#### Provided text:
○ ○ ○

Essential criteria are the non negotiables. If your CV does not show them, you may not be shortlisted even if you are a strong candidate overall.
Desirable criteria can help you stand out, but they usually do not rescue you if the essential criteria are missing.
When reviewing the person specification, ask yourself:
Where have I done this before?
What evidence proves it?
Is that evidence visible in my CV?
Have I used similar language to the role description?
Would a busy recruiter understand the match in ten seconds?
That last question matters. Candidates often assume recruiters will “read between the lines”. Sometimes they do. Often they do not have time. And in structured public sector recruitment, they may not be allowed to give you credit for evidence you have not clearly shown.
You should reflect the language of the job advert, but do not copy full sentences into your CV. That looks lazy and can feel unnatural.
If the advert says:
“Experience of working with vulnerable residents and managing confidential information.”
Your CV could say:
“Supported vulnerable residents with housing related enquiries, maintaining confidential case records and escalating welfare concerns in line with safeguarding procedures.”
This is better because it turns the requirement into evidence.
Councils care about level. Supporting a process is not the same as leading it. Monitoring a budget is not the same as owning it. Drafting reports is not the same as presenting recommendations to senior leaders or elected members.
Be clear about your level of involvement.
Useful phrases include:
Supported the delivery of
Coordinated
Managed
Led
Monitored
Advised on
Prepared
Reviewed
Escalated
Implemented
Choose accurate verbs. Inflating your level may get you an interview, but it can fall apart quickly when a hiring manager asks detailed questions.
A strong local government CV should include the evidence that councils actually need to shortlist you.
If you have worked in a specific local government area, make it visible. For example:
Housing
Adult social care
Children’s services
Planning
Revenues and benefits
Environmental health
Democratic services
Community safety
Education services
Transport
Finance
HR
Procurement
Customer services
Regeneration
Public health
Policy
Governance
Service area knowledge can be a major advantage because councils often want candidates who understand the operating environment, terminology, risks, and stakeholder pressures.
Local government is stakeholder heavy. You may deal with residents, councillors, contractors, community organisations, partner agencies, senior officers, unions, schools, landlords, social workers, police, NHS teams, or external suppliers.

○ ○ ○

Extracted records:
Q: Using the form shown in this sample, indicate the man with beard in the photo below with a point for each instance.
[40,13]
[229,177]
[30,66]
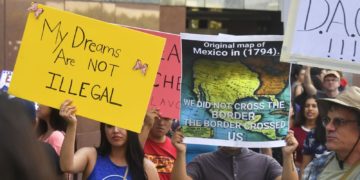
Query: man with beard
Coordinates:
[158,147]
[342,124]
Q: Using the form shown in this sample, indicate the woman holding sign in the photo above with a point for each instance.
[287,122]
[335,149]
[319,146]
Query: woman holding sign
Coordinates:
[119,155]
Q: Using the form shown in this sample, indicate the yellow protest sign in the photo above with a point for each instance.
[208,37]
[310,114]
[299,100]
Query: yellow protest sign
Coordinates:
[107,70]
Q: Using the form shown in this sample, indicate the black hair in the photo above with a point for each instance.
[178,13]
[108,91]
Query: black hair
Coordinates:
[134,153]
[301,116]
[56,122]
[21,156]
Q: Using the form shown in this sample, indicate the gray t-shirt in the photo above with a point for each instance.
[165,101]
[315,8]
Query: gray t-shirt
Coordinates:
[246,165]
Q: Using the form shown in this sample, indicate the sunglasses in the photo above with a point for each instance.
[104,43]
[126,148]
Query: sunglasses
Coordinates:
[337,122]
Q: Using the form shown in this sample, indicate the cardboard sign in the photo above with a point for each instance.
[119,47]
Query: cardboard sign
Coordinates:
[234,91]
[325,34]
[166,92]
[100,66]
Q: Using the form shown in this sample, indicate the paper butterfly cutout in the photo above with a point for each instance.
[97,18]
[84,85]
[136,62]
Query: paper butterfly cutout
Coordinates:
[35,9]
[139,66]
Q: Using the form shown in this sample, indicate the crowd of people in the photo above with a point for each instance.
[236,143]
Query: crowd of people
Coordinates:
[322,142]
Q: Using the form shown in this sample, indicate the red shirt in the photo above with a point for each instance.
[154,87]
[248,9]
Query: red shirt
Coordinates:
[163,155]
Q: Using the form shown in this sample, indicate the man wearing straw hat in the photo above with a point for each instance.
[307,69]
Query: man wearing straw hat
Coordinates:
[342,123]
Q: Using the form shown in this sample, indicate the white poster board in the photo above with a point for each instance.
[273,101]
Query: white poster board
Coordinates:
[324,34]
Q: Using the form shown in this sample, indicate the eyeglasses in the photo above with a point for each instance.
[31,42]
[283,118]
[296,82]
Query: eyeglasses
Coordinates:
[337,122]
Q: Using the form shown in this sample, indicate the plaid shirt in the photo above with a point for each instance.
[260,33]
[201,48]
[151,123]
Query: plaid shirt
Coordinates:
[313,170]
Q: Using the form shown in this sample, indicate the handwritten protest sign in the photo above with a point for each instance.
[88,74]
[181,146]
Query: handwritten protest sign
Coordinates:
[107,70]
[234,91]
[324,34]
[5,79]
[166,92]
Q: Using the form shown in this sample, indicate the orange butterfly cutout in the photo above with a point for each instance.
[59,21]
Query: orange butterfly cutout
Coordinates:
[34,8]
[139,66]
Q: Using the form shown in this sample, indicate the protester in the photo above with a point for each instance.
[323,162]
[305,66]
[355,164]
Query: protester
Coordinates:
[342,123]
[314,144]
[158,147]
[51,127]
[297,80]
[21,157]
[330,83]
[49,150]
[308,116]
[119,155]
[234,163]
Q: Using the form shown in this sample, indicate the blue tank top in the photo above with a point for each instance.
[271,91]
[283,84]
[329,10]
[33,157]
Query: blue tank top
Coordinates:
[105,169]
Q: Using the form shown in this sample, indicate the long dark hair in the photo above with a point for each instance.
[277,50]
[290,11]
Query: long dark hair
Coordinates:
[56,122]
[134,153]
[301,116]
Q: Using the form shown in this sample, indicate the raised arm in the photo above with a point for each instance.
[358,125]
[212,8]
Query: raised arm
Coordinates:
[308,84]
[70,162]
[150,117]
[179,169]
[289,169]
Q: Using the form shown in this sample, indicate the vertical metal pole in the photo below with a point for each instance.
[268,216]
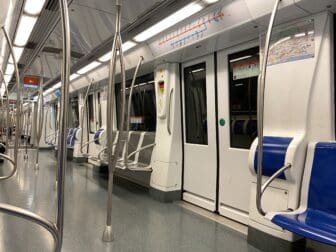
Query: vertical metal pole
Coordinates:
[7,111]
[108,232]
[62,150]
[83,110]
[40,117]
[18,100]
[129,108]
[260,112]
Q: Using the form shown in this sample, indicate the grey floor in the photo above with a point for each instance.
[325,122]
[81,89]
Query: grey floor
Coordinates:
[140,223]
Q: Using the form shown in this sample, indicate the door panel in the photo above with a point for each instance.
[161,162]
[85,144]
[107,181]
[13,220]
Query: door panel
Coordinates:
[238,71]
[200,155]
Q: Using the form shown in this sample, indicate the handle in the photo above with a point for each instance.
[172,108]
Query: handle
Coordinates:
[168,112]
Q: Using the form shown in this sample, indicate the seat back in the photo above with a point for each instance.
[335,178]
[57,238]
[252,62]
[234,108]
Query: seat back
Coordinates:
[274,155]
[322,184]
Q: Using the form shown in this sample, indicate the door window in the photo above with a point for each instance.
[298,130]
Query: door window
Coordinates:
[196,104]
[92,126]
[243,83]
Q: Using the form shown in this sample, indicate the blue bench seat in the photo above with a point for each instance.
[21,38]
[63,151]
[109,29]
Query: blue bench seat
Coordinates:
[316,218]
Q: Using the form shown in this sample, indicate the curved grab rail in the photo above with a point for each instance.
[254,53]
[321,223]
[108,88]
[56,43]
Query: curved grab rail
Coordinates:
[56,229]
[260,115]
[130,105]
[18,103]
[168,119]
[83,110]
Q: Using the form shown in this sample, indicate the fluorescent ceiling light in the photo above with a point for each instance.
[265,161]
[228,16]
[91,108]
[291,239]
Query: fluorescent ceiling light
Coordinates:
[210,1]
[57,85]
[88,67]
[9,69]
[24,30]
[73,76]
[126,46]
[299,35]
[169,21]
[34,7]
[198,70]
[18,53]
[241,58]
[7,78]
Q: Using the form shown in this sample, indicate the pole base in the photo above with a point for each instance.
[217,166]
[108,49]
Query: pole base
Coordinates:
[108,234]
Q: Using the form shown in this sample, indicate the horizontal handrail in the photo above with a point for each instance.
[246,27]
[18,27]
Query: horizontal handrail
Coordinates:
[30,216]
[141,149]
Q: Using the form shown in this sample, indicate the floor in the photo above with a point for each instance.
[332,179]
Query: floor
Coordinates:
[140,223]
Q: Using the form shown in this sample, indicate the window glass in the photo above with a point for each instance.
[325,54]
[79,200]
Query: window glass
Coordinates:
[195,104]
[143,106]
[74,113]
[243,83]
[92,125]
[99,111]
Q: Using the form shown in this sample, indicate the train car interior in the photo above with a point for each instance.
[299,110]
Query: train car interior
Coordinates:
[168,125]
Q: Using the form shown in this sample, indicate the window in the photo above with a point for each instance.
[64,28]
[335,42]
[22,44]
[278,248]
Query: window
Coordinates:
[91,116]
[243,83]
[99,111]
[195,104]
[74,113]
[143,108]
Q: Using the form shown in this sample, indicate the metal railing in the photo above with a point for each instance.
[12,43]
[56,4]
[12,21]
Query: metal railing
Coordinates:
[14,161]
[55,229]
[130,106]
[7,109]
[112,159]
[261,100]
[40,116]
[83,111]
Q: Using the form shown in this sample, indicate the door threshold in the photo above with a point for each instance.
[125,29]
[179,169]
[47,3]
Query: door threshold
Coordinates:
[236,226]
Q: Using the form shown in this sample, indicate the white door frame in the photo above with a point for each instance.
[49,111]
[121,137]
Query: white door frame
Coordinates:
[200,161]
[234,175]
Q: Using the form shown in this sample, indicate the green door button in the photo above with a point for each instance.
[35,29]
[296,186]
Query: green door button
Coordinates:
[221,122]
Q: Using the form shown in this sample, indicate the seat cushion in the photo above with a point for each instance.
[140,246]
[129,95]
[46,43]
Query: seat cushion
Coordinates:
[312,224]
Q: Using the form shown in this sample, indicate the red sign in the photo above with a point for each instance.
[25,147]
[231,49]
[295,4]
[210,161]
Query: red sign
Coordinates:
[31,80]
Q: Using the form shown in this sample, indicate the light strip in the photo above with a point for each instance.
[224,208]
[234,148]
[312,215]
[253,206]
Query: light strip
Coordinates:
[210,1]
[73,76]
[9,69]
[125,46]
[169,21]
[24,30]
[34,7]
[18,53]
[88,67]
[7,78]
[241,58]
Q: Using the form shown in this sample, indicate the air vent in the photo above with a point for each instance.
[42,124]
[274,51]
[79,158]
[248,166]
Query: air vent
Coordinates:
[52,5]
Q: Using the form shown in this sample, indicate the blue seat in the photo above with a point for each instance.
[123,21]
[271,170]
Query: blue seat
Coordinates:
[274,155]
[316,218]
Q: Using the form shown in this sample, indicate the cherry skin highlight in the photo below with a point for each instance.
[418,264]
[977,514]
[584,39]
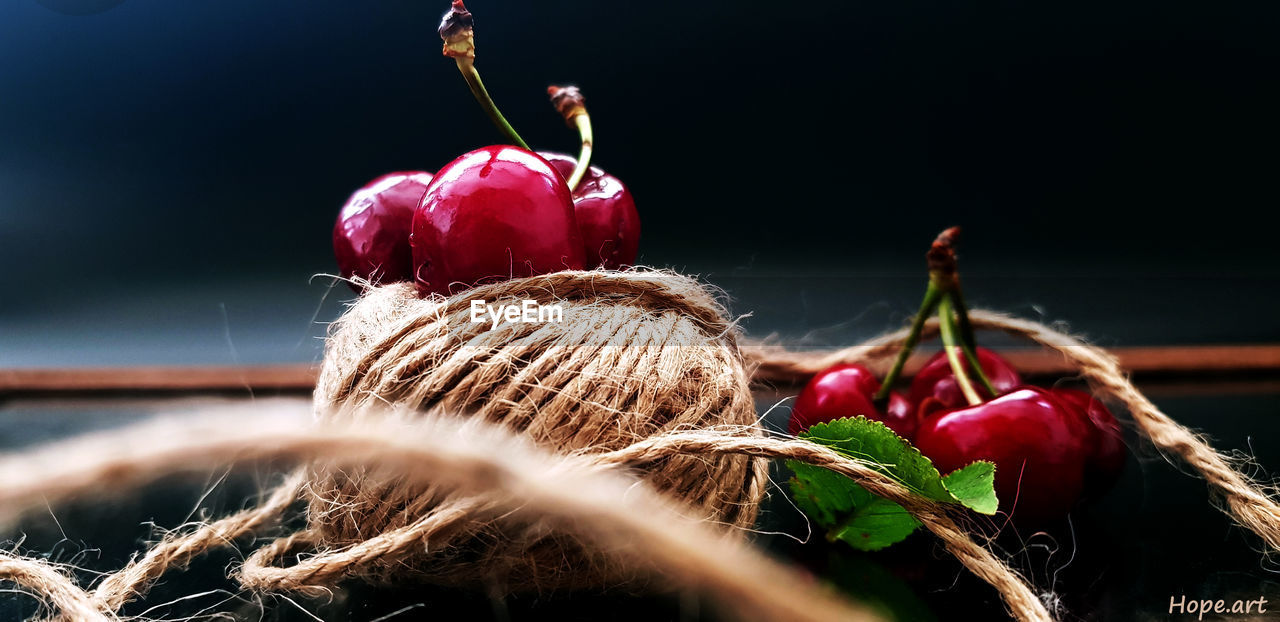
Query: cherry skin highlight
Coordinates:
[607,215]
[1041,448]
[936,379]
[493,214]
[370,238]
[846,390]
[1109,449]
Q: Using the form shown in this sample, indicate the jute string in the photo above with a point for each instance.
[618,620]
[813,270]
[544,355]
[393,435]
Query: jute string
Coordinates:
[510,470]
[1244,499]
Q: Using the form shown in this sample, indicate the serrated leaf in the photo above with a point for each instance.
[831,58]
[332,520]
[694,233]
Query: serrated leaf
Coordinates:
[848,511]
[973,486]
[863,520]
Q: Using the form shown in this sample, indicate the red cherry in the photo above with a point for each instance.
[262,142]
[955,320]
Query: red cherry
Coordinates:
[848,390]
[370,238]
[1109,449]
[936,379]
[607,215]
[1041,448]
[494,213]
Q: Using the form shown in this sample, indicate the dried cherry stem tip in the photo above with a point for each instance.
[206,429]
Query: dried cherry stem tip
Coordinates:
[457,30]
[571,105]
[945,297]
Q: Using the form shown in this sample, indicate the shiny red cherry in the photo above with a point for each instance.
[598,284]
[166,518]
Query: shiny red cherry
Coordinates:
[370,238]
[1040,444]
[848,390]
[493,214]
[937,380]
[1109,449]
[607,215]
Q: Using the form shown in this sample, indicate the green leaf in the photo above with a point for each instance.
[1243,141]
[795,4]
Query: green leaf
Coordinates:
[865,521]
[974,486]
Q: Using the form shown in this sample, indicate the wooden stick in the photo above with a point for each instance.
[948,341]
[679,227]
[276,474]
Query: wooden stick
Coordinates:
[300,378]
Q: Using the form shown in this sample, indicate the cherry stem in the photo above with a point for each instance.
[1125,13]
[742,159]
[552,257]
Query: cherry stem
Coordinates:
[932,297]
[951,346]
[457,30]
[944,287]
[967,341]
[571,105]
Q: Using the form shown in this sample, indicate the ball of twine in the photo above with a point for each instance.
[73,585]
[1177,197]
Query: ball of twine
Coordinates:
[613,361]
[629,424]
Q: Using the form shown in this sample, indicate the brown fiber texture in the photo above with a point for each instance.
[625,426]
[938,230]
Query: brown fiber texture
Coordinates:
[630,358]
[613,448]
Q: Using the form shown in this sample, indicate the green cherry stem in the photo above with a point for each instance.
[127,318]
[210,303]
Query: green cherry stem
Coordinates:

○ ○ ○

#### What you need to do:
a) In the CV advice text, reproduce the passage from "You should reflect" up to and including "requirement into evidence.", substituting "older tenants" for each occurrence of "vulnerable residents".
b) According to the CV advice text, why should you avoid copying full sentences from the job advert into your CV?
c) Turn the paragraph of the CV advice text that begins "Councils care about level" into a short bulleted list that keeps its main points.

#### Results by task:
a)
You should reflect the language of the job advert, but do not copy full sentences into your CV. That looks lazy and can feel unnatural.
If the advert says:
“Experience of working with older tenants and managing confidential information.”
Your CV could say:
“Supported older tenants with housing related enquiries, maintaining confidential case records and escalating welfare concerns in line with safeguarding procedures.”
This is better because it turns the requirement into evidence.

b) It looks lazy and can feel unnatural.

c)
- Councils care about your level of involvement.
- Supporting a process is not the same as leading it.
- Monitoring a budget is not the same as owning it.
- Drafting reports is not the same as presenting recommendations to senior leaders or elected members.